Task input Block Start
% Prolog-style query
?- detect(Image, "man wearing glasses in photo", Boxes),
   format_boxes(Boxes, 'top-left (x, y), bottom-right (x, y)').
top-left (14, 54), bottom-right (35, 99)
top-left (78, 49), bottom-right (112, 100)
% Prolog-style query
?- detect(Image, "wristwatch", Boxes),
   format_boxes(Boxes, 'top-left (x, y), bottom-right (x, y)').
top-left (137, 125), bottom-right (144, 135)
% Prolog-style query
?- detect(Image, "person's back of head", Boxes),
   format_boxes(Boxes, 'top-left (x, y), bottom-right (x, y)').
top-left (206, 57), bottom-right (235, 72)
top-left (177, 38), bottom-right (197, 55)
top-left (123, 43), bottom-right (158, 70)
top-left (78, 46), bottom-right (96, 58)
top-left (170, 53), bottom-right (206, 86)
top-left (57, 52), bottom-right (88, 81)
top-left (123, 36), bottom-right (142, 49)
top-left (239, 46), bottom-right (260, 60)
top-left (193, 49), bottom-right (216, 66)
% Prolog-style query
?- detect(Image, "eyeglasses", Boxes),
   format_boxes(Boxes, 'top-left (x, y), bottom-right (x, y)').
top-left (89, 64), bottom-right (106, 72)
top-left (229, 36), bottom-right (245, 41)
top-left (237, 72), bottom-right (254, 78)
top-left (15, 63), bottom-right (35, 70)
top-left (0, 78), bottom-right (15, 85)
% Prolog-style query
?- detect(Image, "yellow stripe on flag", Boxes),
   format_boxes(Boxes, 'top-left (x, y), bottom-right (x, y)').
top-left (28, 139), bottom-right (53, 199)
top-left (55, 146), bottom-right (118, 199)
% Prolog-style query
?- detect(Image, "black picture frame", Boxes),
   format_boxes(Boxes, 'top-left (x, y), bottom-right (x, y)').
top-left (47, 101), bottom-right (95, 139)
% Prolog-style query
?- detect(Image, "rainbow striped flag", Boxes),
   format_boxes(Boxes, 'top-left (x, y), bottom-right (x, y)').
Task input Block End
Check each line of the listing above for the string "Image", and report how many lines contain it, as a number alone.

◆ **Task result**
7